Exercise brief
Please copy the listing character for character, from its first line up to and including the line with "[[394, 670]]".

Begin Recorded information

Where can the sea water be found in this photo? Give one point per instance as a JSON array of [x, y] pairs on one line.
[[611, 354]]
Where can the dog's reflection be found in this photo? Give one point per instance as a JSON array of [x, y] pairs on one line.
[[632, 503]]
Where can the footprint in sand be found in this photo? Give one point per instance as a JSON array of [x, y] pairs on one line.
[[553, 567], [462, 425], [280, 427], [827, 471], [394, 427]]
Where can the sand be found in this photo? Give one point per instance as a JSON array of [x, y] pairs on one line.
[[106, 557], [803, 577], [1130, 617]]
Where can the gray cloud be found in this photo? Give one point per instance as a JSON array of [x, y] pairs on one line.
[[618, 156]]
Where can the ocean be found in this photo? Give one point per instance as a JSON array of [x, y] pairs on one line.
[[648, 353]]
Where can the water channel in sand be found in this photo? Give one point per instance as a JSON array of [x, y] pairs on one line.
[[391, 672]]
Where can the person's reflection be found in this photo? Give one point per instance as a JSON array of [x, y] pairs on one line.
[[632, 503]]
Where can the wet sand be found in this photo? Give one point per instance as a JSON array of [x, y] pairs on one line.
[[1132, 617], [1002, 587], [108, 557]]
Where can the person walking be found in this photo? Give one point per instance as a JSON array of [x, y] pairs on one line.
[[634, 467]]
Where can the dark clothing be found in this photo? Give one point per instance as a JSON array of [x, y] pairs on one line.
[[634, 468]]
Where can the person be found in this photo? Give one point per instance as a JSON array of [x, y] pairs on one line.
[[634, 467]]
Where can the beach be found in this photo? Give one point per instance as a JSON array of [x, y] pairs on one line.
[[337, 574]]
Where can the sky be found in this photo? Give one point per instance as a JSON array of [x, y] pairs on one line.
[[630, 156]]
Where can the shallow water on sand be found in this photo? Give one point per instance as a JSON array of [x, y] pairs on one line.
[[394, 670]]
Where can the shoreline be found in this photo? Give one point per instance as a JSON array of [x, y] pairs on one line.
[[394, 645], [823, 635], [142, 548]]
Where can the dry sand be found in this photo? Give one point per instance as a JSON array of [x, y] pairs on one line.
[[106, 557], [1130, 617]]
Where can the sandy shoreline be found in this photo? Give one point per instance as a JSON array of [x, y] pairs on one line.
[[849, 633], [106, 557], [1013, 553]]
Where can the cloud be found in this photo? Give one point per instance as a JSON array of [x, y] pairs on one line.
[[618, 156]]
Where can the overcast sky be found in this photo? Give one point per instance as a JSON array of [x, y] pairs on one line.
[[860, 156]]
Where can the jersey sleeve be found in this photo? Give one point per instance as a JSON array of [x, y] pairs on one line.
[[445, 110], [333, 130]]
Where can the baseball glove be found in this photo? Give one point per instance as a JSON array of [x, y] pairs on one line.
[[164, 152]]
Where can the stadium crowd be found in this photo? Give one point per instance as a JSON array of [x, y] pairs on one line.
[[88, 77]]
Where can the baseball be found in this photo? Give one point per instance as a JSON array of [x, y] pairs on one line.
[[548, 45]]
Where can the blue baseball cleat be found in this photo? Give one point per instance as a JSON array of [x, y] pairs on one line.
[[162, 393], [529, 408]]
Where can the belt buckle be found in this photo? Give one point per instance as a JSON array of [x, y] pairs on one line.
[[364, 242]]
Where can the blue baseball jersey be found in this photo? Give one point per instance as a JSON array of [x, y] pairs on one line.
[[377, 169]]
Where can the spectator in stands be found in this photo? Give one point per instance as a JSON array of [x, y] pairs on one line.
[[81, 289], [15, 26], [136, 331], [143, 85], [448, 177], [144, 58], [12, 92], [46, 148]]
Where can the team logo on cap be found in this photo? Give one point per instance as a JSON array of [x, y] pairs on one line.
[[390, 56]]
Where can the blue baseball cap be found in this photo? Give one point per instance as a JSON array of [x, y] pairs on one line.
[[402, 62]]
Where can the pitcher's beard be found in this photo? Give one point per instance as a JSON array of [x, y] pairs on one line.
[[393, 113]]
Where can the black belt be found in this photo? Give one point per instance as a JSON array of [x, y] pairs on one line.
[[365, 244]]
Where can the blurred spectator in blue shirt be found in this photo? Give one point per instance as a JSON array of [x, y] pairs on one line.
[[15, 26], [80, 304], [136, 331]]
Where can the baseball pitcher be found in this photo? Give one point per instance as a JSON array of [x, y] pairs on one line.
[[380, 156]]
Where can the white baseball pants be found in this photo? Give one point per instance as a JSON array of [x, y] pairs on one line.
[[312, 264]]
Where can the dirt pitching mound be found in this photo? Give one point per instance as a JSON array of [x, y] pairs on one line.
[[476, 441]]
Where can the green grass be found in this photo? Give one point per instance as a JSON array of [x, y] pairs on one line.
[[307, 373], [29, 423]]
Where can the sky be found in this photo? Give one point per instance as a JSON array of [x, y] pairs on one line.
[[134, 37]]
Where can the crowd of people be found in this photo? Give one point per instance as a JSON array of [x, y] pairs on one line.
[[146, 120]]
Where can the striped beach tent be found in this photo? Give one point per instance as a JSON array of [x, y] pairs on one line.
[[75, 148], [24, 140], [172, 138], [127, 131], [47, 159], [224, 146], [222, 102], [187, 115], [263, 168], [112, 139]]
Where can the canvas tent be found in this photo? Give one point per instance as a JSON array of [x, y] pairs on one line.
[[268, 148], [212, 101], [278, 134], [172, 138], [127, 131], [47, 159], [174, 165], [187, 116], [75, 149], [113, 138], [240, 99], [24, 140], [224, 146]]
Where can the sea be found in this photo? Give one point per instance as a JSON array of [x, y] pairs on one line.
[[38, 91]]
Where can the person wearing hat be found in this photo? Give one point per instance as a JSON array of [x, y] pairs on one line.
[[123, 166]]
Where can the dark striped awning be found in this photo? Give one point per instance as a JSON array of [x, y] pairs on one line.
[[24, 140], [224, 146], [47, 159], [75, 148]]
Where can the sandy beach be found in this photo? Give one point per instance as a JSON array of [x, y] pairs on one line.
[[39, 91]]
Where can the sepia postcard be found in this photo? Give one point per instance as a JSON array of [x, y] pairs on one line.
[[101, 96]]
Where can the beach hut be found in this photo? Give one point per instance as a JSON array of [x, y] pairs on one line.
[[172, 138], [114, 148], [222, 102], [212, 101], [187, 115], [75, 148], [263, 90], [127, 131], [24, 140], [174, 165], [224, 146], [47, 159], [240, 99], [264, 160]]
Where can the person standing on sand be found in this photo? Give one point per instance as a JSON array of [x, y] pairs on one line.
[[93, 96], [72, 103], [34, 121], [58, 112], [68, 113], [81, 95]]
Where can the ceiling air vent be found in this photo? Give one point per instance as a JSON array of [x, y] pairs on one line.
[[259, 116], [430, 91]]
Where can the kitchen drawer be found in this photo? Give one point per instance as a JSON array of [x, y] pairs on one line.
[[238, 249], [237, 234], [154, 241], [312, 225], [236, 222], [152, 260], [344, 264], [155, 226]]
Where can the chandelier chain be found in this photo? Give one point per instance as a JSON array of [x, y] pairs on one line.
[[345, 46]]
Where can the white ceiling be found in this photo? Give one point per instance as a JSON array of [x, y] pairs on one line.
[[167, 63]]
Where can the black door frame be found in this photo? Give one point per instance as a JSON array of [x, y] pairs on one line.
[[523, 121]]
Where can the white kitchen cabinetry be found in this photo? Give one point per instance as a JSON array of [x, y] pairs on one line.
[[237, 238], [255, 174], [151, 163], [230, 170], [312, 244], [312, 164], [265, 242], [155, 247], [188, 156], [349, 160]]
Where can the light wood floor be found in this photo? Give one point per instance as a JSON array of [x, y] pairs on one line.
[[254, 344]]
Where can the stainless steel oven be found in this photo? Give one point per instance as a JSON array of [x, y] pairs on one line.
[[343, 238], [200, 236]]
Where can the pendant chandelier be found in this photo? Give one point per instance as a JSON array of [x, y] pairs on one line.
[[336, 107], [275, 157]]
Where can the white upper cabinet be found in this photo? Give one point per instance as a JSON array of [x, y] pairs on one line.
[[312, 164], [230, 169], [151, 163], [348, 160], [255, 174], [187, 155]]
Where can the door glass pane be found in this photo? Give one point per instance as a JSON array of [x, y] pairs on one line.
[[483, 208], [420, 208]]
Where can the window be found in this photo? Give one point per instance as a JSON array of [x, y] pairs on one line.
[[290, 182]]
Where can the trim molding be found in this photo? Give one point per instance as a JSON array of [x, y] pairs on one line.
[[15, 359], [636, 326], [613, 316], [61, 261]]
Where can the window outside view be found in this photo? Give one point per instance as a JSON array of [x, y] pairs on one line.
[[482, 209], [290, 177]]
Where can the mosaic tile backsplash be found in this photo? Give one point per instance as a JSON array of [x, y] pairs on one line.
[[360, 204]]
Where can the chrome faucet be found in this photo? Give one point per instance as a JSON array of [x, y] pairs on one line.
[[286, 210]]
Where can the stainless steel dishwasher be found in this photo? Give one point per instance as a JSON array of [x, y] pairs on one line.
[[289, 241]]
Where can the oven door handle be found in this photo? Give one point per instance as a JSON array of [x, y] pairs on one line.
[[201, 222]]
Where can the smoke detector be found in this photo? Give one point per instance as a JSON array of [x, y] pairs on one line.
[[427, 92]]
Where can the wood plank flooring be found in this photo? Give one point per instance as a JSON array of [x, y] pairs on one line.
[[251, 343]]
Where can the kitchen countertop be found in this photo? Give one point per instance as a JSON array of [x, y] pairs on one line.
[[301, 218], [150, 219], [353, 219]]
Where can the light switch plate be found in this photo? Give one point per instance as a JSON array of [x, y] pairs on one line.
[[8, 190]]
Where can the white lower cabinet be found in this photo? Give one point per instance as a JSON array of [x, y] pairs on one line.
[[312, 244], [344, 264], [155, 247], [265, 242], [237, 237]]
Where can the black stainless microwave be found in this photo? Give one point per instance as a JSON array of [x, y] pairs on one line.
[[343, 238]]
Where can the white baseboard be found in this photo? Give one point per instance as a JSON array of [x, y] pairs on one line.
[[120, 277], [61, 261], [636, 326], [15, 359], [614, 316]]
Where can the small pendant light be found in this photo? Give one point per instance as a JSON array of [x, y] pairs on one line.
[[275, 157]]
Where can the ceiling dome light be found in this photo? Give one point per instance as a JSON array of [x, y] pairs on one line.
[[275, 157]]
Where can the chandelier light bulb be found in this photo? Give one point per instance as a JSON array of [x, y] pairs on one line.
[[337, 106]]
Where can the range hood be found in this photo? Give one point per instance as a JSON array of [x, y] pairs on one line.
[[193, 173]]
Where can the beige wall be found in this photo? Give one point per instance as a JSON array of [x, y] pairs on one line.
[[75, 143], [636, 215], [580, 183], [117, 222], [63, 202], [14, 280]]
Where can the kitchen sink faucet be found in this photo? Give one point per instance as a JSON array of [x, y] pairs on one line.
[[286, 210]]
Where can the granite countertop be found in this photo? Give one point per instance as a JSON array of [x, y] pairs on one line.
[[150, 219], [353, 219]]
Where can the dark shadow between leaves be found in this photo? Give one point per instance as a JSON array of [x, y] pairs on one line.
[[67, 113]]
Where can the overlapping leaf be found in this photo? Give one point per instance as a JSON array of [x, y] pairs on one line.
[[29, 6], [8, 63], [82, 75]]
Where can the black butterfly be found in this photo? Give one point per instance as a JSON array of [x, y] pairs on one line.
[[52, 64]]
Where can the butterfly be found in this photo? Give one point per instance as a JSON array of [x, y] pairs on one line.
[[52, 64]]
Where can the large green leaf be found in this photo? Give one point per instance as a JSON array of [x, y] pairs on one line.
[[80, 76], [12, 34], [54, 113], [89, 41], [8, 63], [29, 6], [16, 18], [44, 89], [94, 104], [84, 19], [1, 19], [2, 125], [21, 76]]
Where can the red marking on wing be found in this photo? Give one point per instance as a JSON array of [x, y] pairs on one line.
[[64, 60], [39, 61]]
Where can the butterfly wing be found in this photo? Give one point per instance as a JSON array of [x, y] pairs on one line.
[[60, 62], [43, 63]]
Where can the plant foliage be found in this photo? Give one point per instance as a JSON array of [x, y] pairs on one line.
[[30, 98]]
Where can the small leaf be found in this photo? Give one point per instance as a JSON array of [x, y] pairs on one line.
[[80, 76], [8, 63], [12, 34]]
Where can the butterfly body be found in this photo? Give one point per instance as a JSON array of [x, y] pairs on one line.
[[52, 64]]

End Recorded information

Expected output
Where can the sea water be found in this photo? Give one point per instance as a JSON array of [x, y] pairs on one line.
[[611, 354]]
Where can the dog's reflection be found in this photo? Give one point per instance as a JSON array of [x, y] pairs on one line.
[[632, 503]]
Where can the footprint in sand be found in this photo? Give one point per instance as a JSON array of [x, y] pairs on one line.
[[553, 567], [462, 425], [280, 427], [827, 471], [394, 427]]
Where can the sand be found in this photo? Give one point per instance as a JSON array of [x, y] pairs on one line.
[[106, 557], [803, 577], [1130, 617]]
Where can the gray cloud be found in this photo? Give one point per instance as a JSON array of [x, y] pairs on one line.
[[618, 156]]
Where can the ocean be found in this photo? Give one point per instance as a JSON array of [x, y] pairs on one line.
[[648, 353]]
Where can the water channel in sand be found in this photo? Give one point per instance as a JSON array of [x, y] pairs on one line.
[[391, 672]]
Where can the person's reflection be found in this photo? Give one point per instance as a JSON array of [x, y] pairs on one line.
[[632, 503]]
Where can the wet sand be found in this photo? Give one point per instance as a JSON array of [x, y] pairs on one line.
[[1132, 617], [1002, 587], [108, 557]]
Where can the person walking be found in this photo? Give one point per instance as a JSON array of [x, y] pairs on one line.
[[634, 467]]
Where can the dark clothing be found in this photo? Give one point per instance as a JSON array of [x, y] pairs on one line.
[[634, 468]]
Where can the person be found in this photo? Give one point per instance as a JSON array of [x, y] pairs on one line.
[[634, 467]]
Where can the beach be found in this photo? Give one point per instance as a JSON array of [x, y] pairs on one line.
[[337, 574]]
Where can the sky be found in this photo? Give one point per instance as a JSON array of [x, y] pairs on one line.
[[630, 156]]
Where can the shallow water on sand be found in this photo? Give one point per instance as a JSON array of [x, y] pairs on one line.
[[394, 670]]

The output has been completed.